**WORK TO DO**
Write out the rows below without changing a word.

Excerpts from location labeling data:
□ □ □ □ □

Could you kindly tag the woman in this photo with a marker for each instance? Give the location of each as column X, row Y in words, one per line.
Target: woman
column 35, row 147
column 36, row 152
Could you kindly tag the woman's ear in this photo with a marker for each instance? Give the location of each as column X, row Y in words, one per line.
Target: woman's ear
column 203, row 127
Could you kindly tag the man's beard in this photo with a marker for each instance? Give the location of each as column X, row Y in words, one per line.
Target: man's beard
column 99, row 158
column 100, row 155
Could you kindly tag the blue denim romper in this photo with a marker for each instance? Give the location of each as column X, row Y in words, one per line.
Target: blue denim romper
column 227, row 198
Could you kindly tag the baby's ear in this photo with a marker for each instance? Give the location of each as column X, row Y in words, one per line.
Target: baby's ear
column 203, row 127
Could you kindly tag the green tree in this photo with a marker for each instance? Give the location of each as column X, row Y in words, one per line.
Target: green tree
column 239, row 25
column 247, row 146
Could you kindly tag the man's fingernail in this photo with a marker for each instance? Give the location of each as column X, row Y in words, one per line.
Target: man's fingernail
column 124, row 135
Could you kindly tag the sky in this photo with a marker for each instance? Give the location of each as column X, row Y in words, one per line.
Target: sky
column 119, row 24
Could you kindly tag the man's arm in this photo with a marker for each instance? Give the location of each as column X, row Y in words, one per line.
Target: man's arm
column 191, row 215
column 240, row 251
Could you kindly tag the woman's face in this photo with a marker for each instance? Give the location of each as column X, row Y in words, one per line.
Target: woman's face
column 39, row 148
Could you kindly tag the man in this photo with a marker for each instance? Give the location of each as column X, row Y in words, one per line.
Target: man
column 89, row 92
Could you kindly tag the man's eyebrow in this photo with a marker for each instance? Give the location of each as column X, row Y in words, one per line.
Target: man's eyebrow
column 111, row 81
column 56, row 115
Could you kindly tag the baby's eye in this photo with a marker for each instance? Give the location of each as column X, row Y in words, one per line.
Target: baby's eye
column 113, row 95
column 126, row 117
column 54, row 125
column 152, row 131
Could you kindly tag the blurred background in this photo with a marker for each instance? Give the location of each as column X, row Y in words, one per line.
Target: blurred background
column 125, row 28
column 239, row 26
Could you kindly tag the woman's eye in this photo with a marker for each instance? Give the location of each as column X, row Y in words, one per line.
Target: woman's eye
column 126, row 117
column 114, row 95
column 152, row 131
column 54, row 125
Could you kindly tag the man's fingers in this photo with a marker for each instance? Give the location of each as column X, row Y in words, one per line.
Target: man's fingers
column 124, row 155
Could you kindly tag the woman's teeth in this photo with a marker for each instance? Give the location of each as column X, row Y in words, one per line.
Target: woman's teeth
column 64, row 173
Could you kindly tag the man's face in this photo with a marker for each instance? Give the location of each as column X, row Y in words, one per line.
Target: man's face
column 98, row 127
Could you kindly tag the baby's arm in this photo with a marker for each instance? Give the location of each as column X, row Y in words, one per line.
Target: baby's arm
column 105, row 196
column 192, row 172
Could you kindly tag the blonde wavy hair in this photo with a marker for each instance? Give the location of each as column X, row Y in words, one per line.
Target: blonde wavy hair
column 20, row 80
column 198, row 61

□ □ □ □ □

**COMPLETED EXERCISE**
Could you kindly tag the woman in this photo with a marker for each instance? Give the location of each as column X, row Y in words, one per line.
Target: woman
column 35, row 147
column 36, row 152
Could you kindly tag the woman's ear in this photo with a marker for each instance? Give the location of each as column X, row Y in words, one per line.
Target: woman's ear
column 203, row 127
Could you kindly tag the man's beard in this photo with a marker for each instance? Give the location of each as column X, row Y in words, one per line.
Target: man's beard
column 99, row 158
column 100, row 155
Could you kindly tag the blue denim romper in this photo with a marker for each instance? Give the location of each as column X, row Y in words, one per line.
Target: blue denim romper
column 227, row 198
Could you kindly tag the baby's ear in this photo with a marker for each instance? Give the location of each as column X, row Y in words, one per line.
Target: baby's ear
column 203, row 127
Could you kindly tag the green tree in this photo with a marker for each instance? Give the location of each as column X, row Y in words, one per line.
Target: green tree
column 239, row 25
column 247, row 146
Could you kindly tag the man's fingernail in this photo with a marker for each instance? Give the location of each as column X, row Y in words, one per line.
Target: man's fingernail
column 124, row 135
Could you kindly tag the sky in this photo with a marker for each instance? Give the location of each as column X, row Y in words, one per line.
Target: sky
column 119, row 24
Could you kindly tag the man's arm in this photo with a marker for each instance? Give the location of each as column X, row Y in words, one per line.
Target: man's arm
column 191, row 215
column 240, row 251
Could you kindly tag the woman's face in this photo with a marker for each instance? Give the location of each as column X, row Y in words, one per line.
Target: woman's face
column 39, row 148
Could you kindly tag the man in this photo with a marker for each instance? Give the location of each as column X, row Y in words, one per line.
Target: man
column 89, row 92
Could you kindly tag the man's eyebrow in this photo with a marker for each instance? Give the location of each as column X, row Y in words, one per line.
Target: man's eyebrow
column 111, row 81
column 56, row 115
Could you kindly tag the baby's eye in this photo with a marker for each instance? Give the location of each as column X, row Y in words, one per line.
Target: baby's eye
column 113, row 95
column 126, row 117
column 54, row 125
column 152, row 131
Could you kindly tag the blurred background in this photo with a marker for each instance? Give the location of each as column X, row Y in words, one per line.
Target: blurred background
column 125, row 28
column 239, row 26
Could you kindly tag the woman's eye in this photo with a marker for each instance? Give the location of each as column X, row Y in words, one per line.
Target: woman's eye
column 126, row 117
column 114, row 95
column 152, row 131
column 54, row 125
Could you kindly tag the man's fingers in this photo with a marker for each instance? Give the location of each as column X, row Y in words, one per line.
Target: man's fingers
column 124, row 155
Could you kindly tag the woman's teeth in this photo with a marker for each instance? Give the location of each as column X, row Y in words, one per line.
Target: woman's teeth
column 64, row 173
Could you kindly tag the man's face in this photo with a marker for each instance? Give the location of each as column X, row Y in words, one per line.
Target: man's face
column 98, row 127
Could you kindly tag the baby's arm in this photo with a marker for each instance? Give the location of each as column X, row Y in words, one per line.
Target: baby's arm
column 105, row 196
column 192, row 172
Could you kindly tag the blonde wavy hair in this photo with a marker for each instance? Give the location of each as column X, row Y in words, one per line.
Target: blonde wavy hair
column 20, row 80
column 198, row 61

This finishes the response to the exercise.